DOCUMENT PASSAGE ->
- - - - - - -
Food-grade tanks are a common sight at breweries, dairies, and food manufacturing plants. They come in a number of sizes and capacities. For the most part, they are made from either stainless steel or cross-linked polyethylene (XLPE). Both materials have their advantages and disadvantages, so it is not appropriate to say that one is always better than the other.
For the purposes of this post, a food-grade tank is an intermediate bulk container (IBC) made to certain specifications in order to facilitate easier shipping and storage. This post will not reference the much larger storage tanks that are intended to provide permanent storage in a food processing facility.
Stainless Steel Tanks
The stainless steel food-grade tank is something that Houston-based Cedar Stone Industry manufactures. Their tanks are used frequently by breweries and dairies. Among the many advantages of stainless steel is durability. An organization looking for food-grade tanks that are capable of offering more than a decade of solid service will probably choose stainless steel over XLPE.
In a brewery, a stainless steel food-grade tank can act as a finishing tank in addition to storage. Beer is pumped into the tank where it further clarifies and gets carbonated. A little extra fermentation might also occur if that is part of the plan. One of the benefits of this setup is that the beer can be transported to another location without having to be transferred to another tank.
The biggest downside to stainless steel, as compared to XLPE, is cost. Stainless steel is many more times expensive than XLPE is. It also tends to be more porous. That means breweries and dairies need to be more careful about cleaning and sanitation.
- - - - - - -
RECORDS ->
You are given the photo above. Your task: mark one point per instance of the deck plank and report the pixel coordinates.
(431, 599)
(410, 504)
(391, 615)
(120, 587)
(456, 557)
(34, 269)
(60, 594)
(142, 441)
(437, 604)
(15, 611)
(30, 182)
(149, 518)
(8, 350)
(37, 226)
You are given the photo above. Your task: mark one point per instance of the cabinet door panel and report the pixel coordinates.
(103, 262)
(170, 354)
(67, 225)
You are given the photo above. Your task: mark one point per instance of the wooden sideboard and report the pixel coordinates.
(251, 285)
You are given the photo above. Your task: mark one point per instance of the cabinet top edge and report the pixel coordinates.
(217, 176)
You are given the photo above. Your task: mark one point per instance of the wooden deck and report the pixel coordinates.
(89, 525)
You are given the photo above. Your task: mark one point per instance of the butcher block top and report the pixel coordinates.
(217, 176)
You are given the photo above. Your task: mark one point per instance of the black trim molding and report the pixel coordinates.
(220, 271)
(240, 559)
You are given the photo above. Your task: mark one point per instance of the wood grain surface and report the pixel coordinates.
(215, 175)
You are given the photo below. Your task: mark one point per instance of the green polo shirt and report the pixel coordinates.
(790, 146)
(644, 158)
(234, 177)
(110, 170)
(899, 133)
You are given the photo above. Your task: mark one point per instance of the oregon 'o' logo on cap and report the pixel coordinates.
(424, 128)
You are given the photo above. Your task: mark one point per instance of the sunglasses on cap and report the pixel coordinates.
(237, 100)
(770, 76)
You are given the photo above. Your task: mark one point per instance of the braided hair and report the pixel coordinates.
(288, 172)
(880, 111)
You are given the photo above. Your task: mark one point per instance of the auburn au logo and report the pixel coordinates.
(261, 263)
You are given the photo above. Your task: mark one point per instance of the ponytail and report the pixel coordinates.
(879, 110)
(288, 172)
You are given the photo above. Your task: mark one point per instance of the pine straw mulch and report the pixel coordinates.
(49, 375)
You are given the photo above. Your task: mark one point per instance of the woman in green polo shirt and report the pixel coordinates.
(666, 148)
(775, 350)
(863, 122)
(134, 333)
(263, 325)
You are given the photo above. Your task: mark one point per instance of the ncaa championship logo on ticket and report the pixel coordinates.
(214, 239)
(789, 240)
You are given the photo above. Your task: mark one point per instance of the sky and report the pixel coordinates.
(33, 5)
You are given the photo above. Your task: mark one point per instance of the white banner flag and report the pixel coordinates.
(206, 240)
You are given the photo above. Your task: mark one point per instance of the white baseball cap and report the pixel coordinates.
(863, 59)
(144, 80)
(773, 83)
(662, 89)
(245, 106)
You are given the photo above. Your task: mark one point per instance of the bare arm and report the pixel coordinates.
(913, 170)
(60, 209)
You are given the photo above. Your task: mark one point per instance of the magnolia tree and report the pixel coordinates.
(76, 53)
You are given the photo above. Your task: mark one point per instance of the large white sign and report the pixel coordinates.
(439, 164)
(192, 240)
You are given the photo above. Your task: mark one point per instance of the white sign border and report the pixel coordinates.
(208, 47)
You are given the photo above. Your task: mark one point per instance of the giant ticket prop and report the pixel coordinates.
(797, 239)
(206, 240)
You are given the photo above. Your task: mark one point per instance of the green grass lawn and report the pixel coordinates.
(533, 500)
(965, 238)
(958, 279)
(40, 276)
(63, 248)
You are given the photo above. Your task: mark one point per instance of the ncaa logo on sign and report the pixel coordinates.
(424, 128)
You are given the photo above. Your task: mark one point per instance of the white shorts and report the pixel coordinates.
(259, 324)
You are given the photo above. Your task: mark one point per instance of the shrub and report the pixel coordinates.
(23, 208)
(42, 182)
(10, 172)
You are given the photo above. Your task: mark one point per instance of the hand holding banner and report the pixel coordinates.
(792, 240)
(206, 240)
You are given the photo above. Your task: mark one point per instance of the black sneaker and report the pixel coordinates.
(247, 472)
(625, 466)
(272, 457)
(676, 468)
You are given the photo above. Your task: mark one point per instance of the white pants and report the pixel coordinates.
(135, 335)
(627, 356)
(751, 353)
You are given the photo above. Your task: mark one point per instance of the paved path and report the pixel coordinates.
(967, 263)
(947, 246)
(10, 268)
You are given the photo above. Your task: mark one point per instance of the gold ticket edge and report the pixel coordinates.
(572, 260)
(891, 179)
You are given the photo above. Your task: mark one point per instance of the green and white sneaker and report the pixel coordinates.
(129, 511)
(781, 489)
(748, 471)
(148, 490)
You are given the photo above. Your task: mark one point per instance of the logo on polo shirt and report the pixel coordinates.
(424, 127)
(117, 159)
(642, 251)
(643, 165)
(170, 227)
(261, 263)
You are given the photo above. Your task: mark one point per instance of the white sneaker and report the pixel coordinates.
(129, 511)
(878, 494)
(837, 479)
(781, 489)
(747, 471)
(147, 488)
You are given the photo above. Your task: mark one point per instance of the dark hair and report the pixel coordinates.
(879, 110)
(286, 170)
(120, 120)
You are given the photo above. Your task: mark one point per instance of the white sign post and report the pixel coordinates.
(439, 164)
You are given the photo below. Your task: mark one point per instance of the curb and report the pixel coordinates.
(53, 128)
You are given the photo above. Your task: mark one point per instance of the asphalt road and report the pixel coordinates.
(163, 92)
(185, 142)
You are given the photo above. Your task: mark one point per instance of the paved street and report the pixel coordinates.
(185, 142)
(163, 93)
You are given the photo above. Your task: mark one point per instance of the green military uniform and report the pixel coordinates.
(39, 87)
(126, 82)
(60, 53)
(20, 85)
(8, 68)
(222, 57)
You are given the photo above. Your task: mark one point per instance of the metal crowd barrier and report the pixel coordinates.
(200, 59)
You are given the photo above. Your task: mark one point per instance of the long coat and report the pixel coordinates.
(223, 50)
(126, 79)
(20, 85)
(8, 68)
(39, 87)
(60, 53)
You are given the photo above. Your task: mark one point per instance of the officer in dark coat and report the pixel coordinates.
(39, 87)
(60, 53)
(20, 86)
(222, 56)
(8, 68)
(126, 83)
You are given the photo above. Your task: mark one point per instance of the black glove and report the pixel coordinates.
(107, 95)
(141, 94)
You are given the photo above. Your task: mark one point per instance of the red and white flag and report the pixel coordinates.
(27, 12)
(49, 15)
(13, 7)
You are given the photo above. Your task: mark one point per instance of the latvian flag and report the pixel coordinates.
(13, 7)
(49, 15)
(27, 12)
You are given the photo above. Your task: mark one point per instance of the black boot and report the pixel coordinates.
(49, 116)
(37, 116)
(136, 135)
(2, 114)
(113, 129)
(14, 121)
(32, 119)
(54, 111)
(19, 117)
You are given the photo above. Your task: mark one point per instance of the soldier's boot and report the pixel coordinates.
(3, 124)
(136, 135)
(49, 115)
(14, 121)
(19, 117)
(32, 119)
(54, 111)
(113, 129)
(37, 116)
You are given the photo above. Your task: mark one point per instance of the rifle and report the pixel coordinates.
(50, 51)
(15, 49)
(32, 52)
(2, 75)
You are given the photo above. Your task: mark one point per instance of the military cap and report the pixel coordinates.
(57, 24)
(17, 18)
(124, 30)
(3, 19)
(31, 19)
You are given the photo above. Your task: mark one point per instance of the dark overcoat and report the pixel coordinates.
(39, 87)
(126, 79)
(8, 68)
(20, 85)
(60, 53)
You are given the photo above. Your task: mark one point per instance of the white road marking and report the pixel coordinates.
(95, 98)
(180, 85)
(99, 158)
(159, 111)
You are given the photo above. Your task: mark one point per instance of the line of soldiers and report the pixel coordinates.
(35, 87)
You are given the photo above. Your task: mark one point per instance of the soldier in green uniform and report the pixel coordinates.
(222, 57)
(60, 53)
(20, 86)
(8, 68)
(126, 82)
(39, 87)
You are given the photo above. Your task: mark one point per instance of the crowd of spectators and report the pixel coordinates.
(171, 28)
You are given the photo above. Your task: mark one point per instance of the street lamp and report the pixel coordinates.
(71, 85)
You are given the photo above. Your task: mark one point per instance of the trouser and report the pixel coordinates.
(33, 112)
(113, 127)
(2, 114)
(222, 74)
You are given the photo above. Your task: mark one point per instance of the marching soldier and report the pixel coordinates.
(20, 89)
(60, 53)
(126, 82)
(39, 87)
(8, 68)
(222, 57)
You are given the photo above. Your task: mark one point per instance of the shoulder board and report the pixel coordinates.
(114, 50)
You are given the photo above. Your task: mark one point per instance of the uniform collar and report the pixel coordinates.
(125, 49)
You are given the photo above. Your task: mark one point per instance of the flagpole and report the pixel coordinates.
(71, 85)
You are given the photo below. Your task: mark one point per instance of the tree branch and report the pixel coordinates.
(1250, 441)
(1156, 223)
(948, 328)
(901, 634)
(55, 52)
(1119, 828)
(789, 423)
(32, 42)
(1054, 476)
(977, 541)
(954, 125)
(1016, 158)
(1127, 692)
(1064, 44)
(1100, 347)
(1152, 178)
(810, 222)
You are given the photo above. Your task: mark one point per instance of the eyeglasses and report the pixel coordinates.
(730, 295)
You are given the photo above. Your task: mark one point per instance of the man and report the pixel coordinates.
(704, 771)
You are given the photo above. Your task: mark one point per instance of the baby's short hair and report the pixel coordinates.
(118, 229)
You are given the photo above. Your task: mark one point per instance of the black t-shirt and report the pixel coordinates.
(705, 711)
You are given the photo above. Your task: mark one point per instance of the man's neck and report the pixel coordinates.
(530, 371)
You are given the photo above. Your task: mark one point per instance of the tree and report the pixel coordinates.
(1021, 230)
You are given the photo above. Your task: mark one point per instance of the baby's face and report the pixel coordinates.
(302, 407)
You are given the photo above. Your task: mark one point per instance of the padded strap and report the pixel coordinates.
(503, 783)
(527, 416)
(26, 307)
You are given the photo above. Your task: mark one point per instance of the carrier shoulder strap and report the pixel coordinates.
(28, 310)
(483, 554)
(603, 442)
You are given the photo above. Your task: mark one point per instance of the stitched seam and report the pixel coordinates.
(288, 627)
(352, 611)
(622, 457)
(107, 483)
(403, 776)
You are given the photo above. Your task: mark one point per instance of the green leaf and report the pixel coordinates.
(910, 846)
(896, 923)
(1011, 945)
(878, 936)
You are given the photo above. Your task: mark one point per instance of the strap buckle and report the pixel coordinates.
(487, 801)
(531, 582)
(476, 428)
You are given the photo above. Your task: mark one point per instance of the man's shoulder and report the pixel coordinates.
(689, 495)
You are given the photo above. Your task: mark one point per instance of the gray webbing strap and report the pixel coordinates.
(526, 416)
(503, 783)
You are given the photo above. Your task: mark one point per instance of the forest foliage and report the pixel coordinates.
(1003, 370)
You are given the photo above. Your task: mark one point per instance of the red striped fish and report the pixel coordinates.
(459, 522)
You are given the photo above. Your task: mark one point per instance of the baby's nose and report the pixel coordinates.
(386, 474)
- - - - - - -
WORK INSTRUCTION 1 -> According to the passage on food-grade tanks, what two materials are most of these tanks made from?
WORK INSTRUCTION 2 -> Name every type of facility where the passage on food-grade tanks says such tanks are a common sight.
WORK INSTRUCTION 3 -> Pick up the passage on food-grade tanks where it stops and carry it forward.

TASK RESPONSE 1 -> Stainless steel or cross-linked polyethylene (XLPE).

TASK RESPONSE 2 -> Breweries, dairies, and food manufacturing plants.

TASK RESPONSE 3 ->
XLPE is a specialized form of polyethylene that includes cross links for added strength. Obviously, polyethylene is a plastic. It is a pretty durable plastic used to manufacture everything from water pipes to tubing for radiant floor heating systems. It is strong enough for food storage but still flexible enough to absorb minor impacts.
A XLPE tank will not necessarily offer as many years of service as stainless steel. And though XLPE can withstand minor impact, major impact with a vehicle, steel rack, or other obstruction can significantly damage it. Manufacturers get around this flaw with their IBC totes by building them inside steel cages.
XLPE’s surface tends to be less porous than stainless steel too. Therefore, there are fewer concerns about bacteria growth. This does not mean that XLPE food grade tanks do not have to be cleaned and sanitized as diligently. They do. It is just that there are fewer worries with this particular material.
Last but not least is cost. A brand new XLPE food-grade tank will always beat stainless steel on price. For every one stainless steel tank, an organization could buy five or six XLPE tanks.
What They Are Used For
Both types of food-grade tanks are used for both storage and transport. They are ideal for liquids and semi-solids, though certain types of solids are not out of the question either. As previously mentioned, a brewery might use the tanks simultaneously for finishing and transporting beer. Dairies might temporarily store milk on premises in stainless steel tanks.
Everything from fruit juice to potable water is on the table within the commercial food and beverage sector. Elsewhere, a farmer might use XLPE or stainless steel tanks to move water around the property or to store food for animals. Used tanks that are no longer food-safe are commonly found on farms. It just shows how durable and versatile these tanks can be.